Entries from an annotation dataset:
%%
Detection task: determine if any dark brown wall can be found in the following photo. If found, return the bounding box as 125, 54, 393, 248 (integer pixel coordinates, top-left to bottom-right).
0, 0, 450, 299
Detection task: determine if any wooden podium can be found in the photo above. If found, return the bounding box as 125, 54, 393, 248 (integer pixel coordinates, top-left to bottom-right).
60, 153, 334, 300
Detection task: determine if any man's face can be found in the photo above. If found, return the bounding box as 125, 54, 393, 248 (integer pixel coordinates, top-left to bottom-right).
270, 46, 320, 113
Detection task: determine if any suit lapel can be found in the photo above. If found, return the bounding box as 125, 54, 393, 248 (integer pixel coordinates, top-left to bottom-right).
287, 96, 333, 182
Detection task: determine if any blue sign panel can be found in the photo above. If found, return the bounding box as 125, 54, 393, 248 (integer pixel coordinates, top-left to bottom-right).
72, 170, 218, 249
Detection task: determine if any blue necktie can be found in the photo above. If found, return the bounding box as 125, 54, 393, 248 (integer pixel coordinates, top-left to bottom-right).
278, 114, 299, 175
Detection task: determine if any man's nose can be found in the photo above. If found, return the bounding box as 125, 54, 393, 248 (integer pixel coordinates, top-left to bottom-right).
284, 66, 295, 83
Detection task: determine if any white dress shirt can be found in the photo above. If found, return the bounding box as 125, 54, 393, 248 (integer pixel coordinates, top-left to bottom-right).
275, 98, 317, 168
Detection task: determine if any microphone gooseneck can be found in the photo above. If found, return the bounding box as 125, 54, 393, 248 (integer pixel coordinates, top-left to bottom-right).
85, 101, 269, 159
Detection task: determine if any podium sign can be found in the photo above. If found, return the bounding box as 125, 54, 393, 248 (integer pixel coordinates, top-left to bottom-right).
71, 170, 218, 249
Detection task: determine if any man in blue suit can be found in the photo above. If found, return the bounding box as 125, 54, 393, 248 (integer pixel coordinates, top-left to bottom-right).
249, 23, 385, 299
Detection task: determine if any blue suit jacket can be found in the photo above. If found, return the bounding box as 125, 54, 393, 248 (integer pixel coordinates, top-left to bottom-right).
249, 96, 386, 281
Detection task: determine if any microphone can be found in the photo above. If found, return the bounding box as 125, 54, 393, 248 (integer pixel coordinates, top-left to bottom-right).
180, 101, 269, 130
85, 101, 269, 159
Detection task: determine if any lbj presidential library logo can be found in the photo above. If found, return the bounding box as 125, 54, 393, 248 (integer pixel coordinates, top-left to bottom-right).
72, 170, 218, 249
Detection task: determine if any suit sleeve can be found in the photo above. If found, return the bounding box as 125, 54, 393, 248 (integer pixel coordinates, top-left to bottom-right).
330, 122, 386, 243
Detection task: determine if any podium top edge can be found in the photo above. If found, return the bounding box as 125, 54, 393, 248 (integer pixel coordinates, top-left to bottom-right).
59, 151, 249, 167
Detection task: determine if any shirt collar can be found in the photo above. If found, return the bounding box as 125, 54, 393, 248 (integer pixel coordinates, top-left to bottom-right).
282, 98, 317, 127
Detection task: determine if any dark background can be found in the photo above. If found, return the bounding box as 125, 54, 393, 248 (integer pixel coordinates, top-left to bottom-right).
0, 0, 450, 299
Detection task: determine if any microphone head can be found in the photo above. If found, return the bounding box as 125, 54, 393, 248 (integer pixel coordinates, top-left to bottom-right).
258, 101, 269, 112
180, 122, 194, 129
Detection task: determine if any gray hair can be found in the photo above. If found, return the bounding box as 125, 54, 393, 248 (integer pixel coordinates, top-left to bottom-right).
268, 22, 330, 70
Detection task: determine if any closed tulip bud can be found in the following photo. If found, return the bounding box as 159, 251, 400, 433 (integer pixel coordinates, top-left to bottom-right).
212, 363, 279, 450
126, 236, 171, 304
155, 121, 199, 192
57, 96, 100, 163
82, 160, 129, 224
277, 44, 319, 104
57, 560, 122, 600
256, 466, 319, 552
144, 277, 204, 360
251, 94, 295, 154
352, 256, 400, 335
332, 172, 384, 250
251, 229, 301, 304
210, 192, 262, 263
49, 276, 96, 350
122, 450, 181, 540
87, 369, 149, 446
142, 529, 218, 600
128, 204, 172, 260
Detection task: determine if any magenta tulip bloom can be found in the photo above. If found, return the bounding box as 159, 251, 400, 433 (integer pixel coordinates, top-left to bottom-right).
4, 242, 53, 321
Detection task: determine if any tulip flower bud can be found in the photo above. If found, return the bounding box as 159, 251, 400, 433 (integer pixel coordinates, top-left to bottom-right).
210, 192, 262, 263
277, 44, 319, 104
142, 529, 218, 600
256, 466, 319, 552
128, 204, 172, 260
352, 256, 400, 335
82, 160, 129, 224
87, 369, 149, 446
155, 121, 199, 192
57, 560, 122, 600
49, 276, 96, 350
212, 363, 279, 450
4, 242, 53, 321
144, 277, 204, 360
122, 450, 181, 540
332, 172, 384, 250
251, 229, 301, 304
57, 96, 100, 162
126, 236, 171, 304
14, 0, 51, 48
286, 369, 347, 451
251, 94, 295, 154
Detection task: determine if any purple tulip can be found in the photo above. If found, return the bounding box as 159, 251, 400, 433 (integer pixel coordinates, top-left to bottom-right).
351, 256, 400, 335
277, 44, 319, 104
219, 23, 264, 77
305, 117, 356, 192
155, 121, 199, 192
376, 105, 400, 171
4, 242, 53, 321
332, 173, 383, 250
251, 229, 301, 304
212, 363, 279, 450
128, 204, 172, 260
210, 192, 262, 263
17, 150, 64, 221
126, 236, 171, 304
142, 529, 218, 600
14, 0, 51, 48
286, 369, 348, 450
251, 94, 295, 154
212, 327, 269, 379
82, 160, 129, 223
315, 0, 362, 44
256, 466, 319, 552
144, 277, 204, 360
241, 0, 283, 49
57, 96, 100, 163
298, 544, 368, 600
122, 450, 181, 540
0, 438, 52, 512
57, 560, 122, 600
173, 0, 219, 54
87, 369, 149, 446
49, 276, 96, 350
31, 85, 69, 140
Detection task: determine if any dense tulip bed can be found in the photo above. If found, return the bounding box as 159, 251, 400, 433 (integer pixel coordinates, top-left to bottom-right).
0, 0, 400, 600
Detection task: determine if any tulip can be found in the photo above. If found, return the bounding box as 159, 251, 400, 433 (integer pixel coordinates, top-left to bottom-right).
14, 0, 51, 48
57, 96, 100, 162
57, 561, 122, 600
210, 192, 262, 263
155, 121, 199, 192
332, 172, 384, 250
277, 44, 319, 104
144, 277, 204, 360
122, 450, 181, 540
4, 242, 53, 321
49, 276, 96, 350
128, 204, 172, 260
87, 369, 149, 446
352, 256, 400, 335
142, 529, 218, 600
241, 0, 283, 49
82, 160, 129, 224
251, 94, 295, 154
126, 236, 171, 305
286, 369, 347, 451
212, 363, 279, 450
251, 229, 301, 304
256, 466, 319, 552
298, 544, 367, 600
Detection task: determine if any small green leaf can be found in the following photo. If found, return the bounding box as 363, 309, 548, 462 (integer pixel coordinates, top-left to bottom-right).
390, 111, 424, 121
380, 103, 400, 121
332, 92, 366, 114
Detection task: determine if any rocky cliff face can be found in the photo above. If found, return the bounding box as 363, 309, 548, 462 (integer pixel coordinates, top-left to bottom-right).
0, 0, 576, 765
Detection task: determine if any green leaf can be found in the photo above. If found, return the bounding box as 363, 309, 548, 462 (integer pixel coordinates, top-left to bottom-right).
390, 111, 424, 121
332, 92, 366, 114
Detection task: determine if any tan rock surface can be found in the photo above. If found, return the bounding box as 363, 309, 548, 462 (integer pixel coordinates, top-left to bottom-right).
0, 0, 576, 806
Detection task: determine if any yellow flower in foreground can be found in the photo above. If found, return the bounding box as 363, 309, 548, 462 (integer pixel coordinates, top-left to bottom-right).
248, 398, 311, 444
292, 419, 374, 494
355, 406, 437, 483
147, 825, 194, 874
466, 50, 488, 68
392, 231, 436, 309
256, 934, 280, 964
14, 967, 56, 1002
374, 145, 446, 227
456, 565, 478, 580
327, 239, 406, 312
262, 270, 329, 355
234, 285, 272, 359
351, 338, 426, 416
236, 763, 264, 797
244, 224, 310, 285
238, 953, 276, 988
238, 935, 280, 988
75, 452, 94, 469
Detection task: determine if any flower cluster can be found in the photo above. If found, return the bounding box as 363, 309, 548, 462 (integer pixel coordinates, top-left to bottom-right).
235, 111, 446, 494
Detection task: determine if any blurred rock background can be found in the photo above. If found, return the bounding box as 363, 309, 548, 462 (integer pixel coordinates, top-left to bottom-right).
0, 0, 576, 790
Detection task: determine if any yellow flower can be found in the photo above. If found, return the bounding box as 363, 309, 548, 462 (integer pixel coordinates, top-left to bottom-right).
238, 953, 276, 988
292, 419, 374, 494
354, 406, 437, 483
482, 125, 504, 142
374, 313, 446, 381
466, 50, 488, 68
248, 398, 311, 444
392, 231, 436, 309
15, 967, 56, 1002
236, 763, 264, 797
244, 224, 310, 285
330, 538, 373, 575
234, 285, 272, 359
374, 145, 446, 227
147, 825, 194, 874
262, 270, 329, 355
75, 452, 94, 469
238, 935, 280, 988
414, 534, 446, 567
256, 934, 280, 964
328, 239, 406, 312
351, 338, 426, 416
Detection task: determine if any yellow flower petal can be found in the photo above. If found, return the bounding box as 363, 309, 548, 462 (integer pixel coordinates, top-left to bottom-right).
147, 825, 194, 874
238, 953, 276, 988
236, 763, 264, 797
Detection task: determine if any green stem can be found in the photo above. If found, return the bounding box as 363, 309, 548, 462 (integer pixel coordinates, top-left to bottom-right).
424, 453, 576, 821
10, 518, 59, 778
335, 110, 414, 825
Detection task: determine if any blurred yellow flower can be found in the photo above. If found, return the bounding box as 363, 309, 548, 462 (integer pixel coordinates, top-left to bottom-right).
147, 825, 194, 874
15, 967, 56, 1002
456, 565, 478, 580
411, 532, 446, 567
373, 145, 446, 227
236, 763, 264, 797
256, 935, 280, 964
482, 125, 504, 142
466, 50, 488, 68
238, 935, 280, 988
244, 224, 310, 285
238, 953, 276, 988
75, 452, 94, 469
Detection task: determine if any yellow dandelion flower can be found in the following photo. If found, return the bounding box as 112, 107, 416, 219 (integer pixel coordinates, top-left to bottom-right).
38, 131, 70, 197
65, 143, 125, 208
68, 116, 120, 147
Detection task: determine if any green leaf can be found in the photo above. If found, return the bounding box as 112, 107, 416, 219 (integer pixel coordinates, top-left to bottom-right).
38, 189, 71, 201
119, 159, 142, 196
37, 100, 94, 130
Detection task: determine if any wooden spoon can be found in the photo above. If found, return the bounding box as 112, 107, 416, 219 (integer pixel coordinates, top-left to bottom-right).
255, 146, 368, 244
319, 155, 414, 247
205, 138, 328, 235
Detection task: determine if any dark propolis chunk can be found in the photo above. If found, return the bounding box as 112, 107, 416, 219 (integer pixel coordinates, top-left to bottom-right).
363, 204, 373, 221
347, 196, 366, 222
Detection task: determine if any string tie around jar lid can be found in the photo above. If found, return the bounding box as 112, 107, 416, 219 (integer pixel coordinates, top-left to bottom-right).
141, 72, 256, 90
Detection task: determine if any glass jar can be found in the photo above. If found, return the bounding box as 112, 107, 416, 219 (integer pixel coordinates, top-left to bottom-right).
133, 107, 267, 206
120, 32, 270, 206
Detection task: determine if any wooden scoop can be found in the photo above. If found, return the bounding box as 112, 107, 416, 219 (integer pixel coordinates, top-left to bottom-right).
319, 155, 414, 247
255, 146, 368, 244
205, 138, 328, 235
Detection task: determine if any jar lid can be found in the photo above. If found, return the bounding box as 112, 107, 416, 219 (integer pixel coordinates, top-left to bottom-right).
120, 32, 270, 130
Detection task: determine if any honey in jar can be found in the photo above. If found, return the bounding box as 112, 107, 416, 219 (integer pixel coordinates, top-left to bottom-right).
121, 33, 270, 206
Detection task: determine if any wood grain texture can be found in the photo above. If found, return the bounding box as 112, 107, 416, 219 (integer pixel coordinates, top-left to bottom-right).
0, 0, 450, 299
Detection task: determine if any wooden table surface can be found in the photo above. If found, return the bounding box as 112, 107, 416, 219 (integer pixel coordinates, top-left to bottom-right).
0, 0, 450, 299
%%
Task to carry out: Express everything from the start of the material down to the line containing "60, 153, 334, 300" as a JSON list of strings, with one string per line and blank lines omitted.

The answer:
[
  "Detection task: determine if any dark brown wall can be found in the following photo. If found, return the bounding box as 125, 54, 393, 248 (integer pixel coordinates, top-left to bottom-right).",
  "0, 0, 450, 299",
  "Detection task: determine if any wooden podium can be found in the photo above. If found, return the bounding box as 125, 54, 393, 248 (integer pixel coordinates, top-left to bottom-right).",
  "60, 153, 334, 300"
]